# Consigne 1
Relevez toutes les nationalités étrangères que l'extrait sur la naturalisation cite comme présentes au Liban.
# Consigne 2
D'après l'extrait sur la naturalisation, quelle commission M. Auguste Bakhos préside-t-il ?
# Consigne 3
Rédigez la suite de l'extrait sur la naturalisation au Liban, en reprenant juste après sa dernière phrase.

------ Extrait source

De plus, ceux-ci ont été naturalisés sur base de fausses
attestations délivrées par les moukhtars. Nous n’avons pas
contesté, par contre, la naturalisation des Arabes de Wadi Khaled.
BAKHOS: LE TIMING, MAL CHOISI
M. Auguste
Bakhos, ancien parlementaire, président de la commission pour la
rénovation des lois, rappelle que l’accord de Taëf fait mention
de la naturalisation et sous le premier Cabinet du régime hraouiste,
une sous-commission a été chargée d’élaborer
une loi en ce sens et d’examiner les modalités de son application.
“A l’époque, nous avons manifesté notre opposition
à cette affaire, partant du fait que l’octroi de la nationalité
dans les Etats évolués, est soumise à des conditions
dûment définies. La loi internationale reconnaît la
naturalisation des personnes nées sur le territoire d’un pays et
après y avoir résidé pendant une période déterminée,
dix ans ou davantage.
“Or, il existe chez nous des centaines de milliers de Srilankais,
d’Hindous, d’Egyptiens, de Philippins, de Seychellois. Doit-on leur accorder
la nationalité libanaise sur simple demande de leur part?

------------
------ Données fournies

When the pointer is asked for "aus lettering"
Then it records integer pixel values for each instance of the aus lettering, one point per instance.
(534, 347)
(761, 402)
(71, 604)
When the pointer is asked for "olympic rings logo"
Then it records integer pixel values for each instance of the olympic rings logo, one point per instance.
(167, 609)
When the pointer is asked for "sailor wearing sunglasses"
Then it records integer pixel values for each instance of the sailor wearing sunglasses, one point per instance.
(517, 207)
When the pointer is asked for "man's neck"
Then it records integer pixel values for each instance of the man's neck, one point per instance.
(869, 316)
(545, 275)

------------

# Réponse rédigée 1
Srilankais, Hindous, Egyptiens, Philippins, Seychellois.

# Réponse rédigée 2
La commission pour la rénovation des lois.

# Réponse rédigée 3
“Puis, la femme ayant épousé un étranger, a
le droit, d’après la loi internationale, d’acquérir la nationalité
de son conjoint et d’en faire bénéficier sa progéniture.
“Le mal ayant été fait, il importe de prendre les
dispositions voulues pour rétablir l’équilibre.
“De toute manière, conclut M. Bakhos, je ne suis pas enclin
à soulever cette question, étant donné sa complexité
et les remous qu’elle peut provoquer au double plan social et national.”
SAAD: NON À LA NATURALISATION DES PALESTINIENS
M. Moustapha
Saad, député de Saïda, président du Mouvement
populaire nassérien, pense que le fait d’avoir soulevé, en
fin de règne, la question de la naturalisation, le gouvernement
haririen visait à susciter des difficultés au nouveau régime
et à placer le président Emile Lahoud devant un dossier délicat
ayant été à l’origine de tant de controverses!
“Il ne fait pas de doute, dit-il, que le premier décret de
naturalisation a comporté bien des lacunes et des erreurs. Il n’aurait
pas dû être promulgué et à sa place, il aurait
été préférable d’élaborer une loi rectifiant
un déséquilibre historique, afin de rendre justice à
des citoyens privés de la nationalité libanaise, tels les
Arabes de Wadi Khaled et les habitants des sept localités sudistes.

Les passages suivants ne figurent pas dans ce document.